▶ Provided records:
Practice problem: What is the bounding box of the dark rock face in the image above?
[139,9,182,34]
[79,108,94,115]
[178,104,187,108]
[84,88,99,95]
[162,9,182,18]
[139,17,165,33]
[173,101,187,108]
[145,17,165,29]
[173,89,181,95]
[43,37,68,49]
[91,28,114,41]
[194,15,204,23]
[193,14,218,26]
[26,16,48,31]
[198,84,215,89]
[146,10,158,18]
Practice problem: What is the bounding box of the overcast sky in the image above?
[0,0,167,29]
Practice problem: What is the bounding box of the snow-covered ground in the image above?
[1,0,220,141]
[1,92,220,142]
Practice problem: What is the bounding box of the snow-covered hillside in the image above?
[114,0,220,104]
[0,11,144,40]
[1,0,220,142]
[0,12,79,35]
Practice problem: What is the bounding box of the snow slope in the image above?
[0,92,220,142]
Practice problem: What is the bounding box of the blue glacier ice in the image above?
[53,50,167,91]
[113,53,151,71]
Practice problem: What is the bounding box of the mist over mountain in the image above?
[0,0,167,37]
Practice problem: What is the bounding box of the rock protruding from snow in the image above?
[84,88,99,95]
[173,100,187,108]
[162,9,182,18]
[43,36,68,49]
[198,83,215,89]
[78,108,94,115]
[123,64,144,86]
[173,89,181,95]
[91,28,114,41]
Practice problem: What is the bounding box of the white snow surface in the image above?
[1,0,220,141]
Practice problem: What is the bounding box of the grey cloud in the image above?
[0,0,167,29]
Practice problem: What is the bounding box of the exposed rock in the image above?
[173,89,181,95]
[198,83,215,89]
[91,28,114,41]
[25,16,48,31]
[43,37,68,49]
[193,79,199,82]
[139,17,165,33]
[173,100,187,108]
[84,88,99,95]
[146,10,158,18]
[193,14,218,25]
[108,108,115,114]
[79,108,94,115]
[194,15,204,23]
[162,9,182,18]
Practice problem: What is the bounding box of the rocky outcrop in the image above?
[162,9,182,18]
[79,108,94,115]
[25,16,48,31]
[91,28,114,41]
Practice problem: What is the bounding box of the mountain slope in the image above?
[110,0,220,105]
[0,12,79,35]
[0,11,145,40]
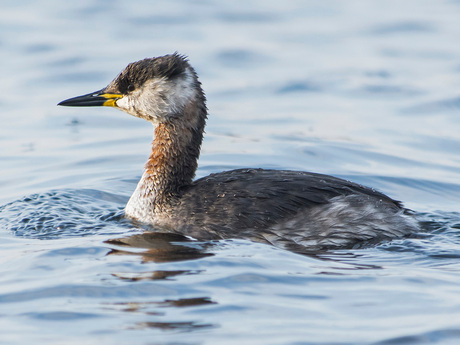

▶ What this task involves:
Output the listing above exactly, but leave its pictures behind.

▶ Result:
Practice problem: What is the bounding box of the dark rock face in the image above?
[139,9,182,34]
[79,108,94,115]
[178,104,187,108]
[84,88,99,95]
[162,9,182,18]
[139,17,165,33]
[173,101,187,108]
[145,17,165,29]
[173,89,181,95]
[43,37,68,49]
[91,28,114,41]
[194,15,204,23]
[193,14,218,26]
[26,16,48,31]
[198,84,215,89]
[146,10,158,18]
Practice problem: What is the bounding box of the overcast sky in the image above?
[0,0,167,29]
Practice problem: What is the bounding box of the snow-covered ground in the image above?
[1,0,220,141]
[1,92,220,142]
Practice problem: What is the bounding box of the snow-covered hillside in the image above?
[114,0,220,104]
[0,11,144,40]
[1,0,220,142]
[0,12,79,35]
Practice problem: What is the bounding box of the snow slope in the image above?
[0,92,220,142]
Practice problem: What is the bounding box of the blue glacier ice in the image above?
[53,50,167,91]
[113,53,151,71]
Practice problem: What is the bounding box of the mist over mountain in the image above?
[0,0,167,37]
Practice problem: What is the bounding box of the rock protruding from snow in the image above?
[84,88,99,95]
[173,100,187,108]
[162,9,182,18]
[43,36,68,49]
[198,83,215,89]
[78,108,94,115]
[123,64,144,86]
[173,89,181,95]
[91,28,114,41]
Practice problem: What is the bounding box of the white snow surface in the image above?
[1,0,220,141]
Practice problem: What is the bounding box of the grey cloud in the image above?
[0,0,167,29]
Practice problem: What is the bounding box of the exposed rock in the image above?
[173,89,181,95]
[198,83,215,89]
[91,28,114,41]
[25,16,48,31]
[43,37,68,49]
[193,79,199,82]
[139,17,165,33]
[173,100,187,108]
[84,88,99,95]
[146,10,158,18]
[193,14,218,25]
[108,108,115,114]
[79,108,94,115]
[194,15,204,23]
[162,9,182,18]
Practice problem: What is the bounding box of the rocky outcrop in the image above?
[162,9,182,18]
[79,108,94,115]
[25,16,48,31]
[91,28,114,41]
Practice problem: What is the bounding box of the mountain slope in the image above?
[110,0,220,105]
[0,12,79,35]
[0,11,145,40]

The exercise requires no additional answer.